------ Input for this task

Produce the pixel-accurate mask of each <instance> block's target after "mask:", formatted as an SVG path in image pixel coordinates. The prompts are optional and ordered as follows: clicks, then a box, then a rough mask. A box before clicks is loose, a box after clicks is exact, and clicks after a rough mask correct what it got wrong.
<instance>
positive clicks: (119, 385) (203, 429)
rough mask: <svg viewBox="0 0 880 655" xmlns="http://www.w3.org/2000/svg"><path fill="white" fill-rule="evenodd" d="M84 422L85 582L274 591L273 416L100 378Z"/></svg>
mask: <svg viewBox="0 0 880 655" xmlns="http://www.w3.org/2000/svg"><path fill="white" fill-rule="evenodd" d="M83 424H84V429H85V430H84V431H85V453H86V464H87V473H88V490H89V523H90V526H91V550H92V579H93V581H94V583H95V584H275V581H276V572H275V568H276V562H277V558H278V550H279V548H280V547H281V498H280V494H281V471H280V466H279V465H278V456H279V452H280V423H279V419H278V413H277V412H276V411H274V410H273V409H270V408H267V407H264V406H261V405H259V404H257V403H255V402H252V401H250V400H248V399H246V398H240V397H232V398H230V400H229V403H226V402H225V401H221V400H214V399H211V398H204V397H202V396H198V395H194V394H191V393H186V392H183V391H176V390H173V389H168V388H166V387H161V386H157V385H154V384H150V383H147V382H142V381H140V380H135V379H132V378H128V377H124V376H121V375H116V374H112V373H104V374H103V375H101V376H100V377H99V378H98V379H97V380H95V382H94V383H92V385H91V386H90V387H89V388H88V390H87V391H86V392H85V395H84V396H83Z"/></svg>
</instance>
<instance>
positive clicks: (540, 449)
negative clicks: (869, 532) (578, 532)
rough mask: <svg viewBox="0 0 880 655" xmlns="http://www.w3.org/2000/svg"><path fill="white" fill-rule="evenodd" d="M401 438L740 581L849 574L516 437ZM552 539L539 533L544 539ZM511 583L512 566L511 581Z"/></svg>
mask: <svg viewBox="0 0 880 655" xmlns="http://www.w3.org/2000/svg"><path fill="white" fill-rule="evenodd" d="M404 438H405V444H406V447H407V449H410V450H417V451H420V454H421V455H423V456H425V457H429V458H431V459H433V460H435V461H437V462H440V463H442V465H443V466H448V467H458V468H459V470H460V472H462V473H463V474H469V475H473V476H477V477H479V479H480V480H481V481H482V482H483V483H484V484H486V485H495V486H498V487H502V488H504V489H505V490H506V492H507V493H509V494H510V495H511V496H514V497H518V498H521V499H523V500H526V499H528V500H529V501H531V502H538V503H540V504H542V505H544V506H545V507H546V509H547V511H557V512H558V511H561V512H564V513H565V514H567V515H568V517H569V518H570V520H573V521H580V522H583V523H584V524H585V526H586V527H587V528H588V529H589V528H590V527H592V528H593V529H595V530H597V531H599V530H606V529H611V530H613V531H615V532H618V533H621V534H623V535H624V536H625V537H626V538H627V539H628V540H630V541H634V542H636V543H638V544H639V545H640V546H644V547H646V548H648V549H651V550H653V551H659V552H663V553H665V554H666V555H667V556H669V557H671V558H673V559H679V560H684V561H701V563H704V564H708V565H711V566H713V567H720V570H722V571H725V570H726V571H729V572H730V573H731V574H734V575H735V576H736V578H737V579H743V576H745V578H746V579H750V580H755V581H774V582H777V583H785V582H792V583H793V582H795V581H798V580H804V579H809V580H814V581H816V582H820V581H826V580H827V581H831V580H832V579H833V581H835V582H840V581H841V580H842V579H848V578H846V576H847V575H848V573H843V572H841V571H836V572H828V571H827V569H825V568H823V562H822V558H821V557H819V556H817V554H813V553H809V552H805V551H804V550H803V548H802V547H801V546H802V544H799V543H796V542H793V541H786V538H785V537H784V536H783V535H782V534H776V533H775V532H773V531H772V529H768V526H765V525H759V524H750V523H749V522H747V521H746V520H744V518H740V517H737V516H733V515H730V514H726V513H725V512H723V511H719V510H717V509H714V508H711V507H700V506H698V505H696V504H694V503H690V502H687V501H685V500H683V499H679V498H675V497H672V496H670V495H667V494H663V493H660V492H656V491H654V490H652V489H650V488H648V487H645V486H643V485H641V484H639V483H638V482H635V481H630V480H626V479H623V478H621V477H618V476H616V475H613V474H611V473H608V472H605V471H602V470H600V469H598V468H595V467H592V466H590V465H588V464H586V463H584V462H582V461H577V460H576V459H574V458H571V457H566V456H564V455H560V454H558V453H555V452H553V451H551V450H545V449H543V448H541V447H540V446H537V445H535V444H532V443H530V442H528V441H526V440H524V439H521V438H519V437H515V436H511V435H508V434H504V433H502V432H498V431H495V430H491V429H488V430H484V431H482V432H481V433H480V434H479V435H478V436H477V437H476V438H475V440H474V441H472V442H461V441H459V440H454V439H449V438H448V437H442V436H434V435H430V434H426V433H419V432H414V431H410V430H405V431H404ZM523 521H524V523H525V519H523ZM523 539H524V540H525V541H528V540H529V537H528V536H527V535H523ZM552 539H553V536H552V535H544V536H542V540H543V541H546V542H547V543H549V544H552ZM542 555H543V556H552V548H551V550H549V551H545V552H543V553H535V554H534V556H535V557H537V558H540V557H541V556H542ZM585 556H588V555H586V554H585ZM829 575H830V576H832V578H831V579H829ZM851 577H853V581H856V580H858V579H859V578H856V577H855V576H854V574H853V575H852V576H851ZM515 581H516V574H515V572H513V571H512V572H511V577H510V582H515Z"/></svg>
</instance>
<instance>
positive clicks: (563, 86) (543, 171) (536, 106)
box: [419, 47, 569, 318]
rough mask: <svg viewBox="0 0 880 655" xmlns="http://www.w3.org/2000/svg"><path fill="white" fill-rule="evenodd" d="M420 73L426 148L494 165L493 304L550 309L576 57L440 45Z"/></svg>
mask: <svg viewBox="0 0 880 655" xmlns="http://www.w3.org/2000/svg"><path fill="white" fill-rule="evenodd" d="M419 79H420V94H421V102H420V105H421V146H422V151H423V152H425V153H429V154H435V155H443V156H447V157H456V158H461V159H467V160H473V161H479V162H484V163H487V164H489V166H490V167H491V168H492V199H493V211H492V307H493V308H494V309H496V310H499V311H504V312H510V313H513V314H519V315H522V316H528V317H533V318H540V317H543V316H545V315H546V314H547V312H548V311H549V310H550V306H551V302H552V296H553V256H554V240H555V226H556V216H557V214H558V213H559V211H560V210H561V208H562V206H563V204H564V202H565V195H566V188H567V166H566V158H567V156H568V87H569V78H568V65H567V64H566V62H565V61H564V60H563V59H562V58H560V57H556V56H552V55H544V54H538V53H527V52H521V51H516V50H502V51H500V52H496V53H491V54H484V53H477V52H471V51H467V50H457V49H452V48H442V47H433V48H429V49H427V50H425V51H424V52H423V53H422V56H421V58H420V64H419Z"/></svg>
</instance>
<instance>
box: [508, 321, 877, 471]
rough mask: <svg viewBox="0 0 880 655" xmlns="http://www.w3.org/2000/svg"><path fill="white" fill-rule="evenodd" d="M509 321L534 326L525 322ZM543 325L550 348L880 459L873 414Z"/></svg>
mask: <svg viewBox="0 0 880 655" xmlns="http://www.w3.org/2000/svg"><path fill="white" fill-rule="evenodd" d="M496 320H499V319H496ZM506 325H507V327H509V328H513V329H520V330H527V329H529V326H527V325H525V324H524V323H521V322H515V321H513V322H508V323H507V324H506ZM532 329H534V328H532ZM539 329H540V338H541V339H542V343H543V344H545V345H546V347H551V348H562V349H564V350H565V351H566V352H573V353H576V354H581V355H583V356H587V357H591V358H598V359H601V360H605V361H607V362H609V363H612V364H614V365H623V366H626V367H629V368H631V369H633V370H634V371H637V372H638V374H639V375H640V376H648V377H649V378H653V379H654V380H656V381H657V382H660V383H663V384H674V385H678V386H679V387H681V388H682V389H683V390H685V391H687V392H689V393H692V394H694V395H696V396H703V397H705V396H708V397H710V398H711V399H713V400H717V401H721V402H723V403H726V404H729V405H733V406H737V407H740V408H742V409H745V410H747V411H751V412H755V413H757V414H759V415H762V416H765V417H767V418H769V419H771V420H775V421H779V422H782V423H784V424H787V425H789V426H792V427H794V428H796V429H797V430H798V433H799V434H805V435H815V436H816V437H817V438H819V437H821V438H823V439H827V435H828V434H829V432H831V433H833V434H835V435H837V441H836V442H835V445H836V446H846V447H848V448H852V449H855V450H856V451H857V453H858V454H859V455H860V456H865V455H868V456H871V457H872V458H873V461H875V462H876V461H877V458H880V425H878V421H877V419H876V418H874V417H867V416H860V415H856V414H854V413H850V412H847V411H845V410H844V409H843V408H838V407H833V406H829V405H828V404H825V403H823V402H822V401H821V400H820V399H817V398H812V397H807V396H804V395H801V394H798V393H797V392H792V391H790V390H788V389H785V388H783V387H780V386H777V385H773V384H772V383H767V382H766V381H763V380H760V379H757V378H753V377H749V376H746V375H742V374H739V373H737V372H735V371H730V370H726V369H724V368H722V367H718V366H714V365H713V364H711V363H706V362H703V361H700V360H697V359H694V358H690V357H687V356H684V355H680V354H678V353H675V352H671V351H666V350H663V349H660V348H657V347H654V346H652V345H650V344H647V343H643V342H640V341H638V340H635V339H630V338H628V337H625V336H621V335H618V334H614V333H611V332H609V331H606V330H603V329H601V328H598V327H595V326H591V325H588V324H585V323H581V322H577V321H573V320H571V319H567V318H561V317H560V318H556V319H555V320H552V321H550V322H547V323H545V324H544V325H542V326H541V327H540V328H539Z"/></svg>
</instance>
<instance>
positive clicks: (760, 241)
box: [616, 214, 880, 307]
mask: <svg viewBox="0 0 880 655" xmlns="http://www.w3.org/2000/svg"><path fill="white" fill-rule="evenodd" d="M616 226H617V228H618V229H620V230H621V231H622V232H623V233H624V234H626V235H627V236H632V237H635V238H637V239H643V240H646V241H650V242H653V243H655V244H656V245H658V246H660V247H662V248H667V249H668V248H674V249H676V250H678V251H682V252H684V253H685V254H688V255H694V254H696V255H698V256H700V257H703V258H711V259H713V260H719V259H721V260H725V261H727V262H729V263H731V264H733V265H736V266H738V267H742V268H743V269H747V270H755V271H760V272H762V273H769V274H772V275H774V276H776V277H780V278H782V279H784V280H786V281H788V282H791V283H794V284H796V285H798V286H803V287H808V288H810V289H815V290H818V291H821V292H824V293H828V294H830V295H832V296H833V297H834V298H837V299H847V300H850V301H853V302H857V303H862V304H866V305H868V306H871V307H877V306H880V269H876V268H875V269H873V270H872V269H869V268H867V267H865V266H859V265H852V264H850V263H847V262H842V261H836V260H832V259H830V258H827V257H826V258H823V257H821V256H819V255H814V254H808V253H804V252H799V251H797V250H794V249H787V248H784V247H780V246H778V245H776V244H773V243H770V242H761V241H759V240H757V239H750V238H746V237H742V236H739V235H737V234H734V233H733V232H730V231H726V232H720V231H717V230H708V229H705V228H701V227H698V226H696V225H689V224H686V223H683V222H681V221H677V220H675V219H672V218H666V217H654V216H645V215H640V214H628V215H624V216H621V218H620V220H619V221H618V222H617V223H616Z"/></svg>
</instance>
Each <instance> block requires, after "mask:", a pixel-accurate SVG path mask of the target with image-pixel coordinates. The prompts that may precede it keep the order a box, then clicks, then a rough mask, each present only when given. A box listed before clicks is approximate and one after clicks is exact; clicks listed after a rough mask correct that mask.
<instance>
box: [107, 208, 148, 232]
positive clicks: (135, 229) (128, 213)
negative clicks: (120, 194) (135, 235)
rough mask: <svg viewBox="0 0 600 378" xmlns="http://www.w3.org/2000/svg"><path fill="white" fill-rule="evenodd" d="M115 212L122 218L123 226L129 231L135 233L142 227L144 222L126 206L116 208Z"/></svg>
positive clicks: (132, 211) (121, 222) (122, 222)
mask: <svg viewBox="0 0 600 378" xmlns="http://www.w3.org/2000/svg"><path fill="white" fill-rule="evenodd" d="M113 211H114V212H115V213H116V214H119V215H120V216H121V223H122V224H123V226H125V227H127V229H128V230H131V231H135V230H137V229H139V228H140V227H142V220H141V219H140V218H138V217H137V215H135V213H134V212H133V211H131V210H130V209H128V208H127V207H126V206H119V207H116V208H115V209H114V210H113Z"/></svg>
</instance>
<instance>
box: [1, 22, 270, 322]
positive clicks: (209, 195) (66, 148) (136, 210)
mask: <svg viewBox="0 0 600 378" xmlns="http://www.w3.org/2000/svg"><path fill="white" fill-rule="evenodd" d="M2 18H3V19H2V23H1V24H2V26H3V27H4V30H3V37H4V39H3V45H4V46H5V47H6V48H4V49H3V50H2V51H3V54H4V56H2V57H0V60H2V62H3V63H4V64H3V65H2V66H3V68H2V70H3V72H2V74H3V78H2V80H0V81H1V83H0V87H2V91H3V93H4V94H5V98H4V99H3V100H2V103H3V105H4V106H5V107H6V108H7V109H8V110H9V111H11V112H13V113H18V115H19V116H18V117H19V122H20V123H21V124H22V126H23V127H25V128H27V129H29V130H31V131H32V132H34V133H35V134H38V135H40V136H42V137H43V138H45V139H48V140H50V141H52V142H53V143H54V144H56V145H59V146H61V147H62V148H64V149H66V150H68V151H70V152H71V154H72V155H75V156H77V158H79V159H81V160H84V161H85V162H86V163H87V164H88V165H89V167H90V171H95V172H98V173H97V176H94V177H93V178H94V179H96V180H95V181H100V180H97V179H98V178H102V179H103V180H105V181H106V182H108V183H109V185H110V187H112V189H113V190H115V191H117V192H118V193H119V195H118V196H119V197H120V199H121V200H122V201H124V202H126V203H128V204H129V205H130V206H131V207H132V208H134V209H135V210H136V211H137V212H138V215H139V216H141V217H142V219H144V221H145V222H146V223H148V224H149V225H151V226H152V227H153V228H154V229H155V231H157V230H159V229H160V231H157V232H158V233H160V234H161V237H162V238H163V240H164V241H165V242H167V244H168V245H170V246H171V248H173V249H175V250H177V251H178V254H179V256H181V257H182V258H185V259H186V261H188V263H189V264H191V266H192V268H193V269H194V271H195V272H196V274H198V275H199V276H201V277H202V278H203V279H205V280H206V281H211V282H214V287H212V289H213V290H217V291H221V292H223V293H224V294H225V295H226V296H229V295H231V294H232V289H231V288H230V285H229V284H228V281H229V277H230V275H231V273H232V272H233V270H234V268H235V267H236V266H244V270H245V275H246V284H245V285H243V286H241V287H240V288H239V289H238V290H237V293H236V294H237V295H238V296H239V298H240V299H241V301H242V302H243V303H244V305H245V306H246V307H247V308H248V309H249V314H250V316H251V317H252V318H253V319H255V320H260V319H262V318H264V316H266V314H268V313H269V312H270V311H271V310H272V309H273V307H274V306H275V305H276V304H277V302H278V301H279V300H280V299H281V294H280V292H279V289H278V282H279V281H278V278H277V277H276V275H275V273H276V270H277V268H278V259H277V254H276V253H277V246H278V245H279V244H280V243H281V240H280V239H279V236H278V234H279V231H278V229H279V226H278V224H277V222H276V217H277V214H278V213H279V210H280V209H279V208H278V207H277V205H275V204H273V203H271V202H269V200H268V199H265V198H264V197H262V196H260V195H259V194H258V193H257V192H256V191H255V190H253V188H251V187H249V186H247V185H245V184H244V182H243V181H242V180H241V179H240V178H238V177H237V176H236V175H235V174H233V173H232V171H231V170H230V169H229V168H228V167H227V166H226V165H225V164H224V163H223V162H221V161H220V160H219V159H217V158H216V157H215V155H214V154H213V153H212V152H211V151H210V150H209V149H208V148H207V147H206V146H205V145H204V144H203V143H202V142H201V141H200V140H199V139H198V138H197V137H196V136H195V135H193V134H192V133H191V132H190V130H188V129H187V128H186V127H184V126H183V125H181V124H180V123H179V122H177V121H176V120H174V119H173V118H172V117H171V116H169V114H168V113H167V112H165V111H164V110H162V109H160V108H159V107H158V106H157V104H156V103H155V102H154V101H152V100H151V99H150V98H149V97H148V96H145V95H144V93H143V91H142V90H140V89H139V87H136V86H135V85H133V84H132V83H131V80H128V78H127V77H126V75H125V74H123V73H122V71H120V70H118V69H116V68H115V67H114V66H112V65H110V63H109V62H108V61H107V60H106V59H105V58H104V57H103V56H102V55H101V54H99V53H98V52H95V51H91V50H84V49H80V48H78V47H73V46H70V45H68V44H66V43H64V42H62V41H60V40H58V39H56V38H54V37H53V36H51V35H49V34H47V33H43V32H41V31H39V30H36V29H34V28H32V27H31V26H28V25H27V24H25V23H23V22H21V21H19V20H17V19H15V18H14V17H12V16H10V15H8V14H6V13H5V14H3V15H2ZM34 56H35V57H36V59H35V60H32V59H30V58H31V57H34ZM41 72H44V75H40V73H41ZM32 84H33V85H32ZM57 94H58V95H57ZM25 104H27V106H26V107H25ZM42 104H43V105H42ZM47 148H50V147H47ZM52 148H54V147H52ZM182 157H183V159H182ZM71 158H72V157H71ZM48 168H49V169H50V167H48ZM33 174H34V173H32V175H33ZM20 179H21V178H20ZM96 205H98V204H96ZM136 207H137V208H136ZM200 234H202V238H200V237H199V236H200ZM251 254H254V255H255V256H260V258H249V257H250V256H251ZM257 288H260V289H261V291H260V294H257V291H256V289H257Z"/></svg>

------------

→ **Exercise**: Take the records above and return, word for word, only the lines that fall from the line with "422L85 582L274 591L273" to the line with "negative clicks: (869, 532) (578, 532)", both of them included.

→ **Result below**:
rough mask: <svg viewBox="0 0 880 655" xmlns="http://www.w3.org/2000/svg"><path fill="white" fill-rule="evenodd" d="M84 422L85 582L274 591L273 416L100 378Z"/></svg>
mask: <svg viewBox="0 0 880 655" xmlns="http://www.w3.org/2000/svg"><path fill="white" fill-rule="evenodd" d="M83 424H84V429H85V430H84V431H85V453H86V464H87V473H88V490H89V523H90V526H91V550H92V579H93V581H94V583H95V584H275V581H276V572H275V568H276V562H277V558H278V550H279V548H280V547H281V498H280V494H281V471H280V466H279V465H278V456H279V452H280V423H279V419H278V413H277V412H276V411H274V410H273V409H270V408H267V407H264V406H261V405H259V404H257V403H255V402H252V401H250V400H248V399H246V398H240V397H232V398H230V400H229V403H226V402H225V401H221V400H214V399H211V398H204V397H202V396H198V395H194V394H191V393H186V392H183V391H176V390H173V389H168V388H166V387H161V386H157V385H154V384H150V383H147V382H142V381H140V380H135V379H132V378H128V377H124V376H121V375H116V374H112V373H104V374H103V375H101V376H100V377H99V378H98V379H97V380H95V382H94V383H92V385H91V386H90V387H89V388H88V390H87V391H86V392H85V395H84V396H83Z"/></svg>
</instance>
<instance>
positive clicks: (540, 449)
negative clicks: (869, 532) (578, 532)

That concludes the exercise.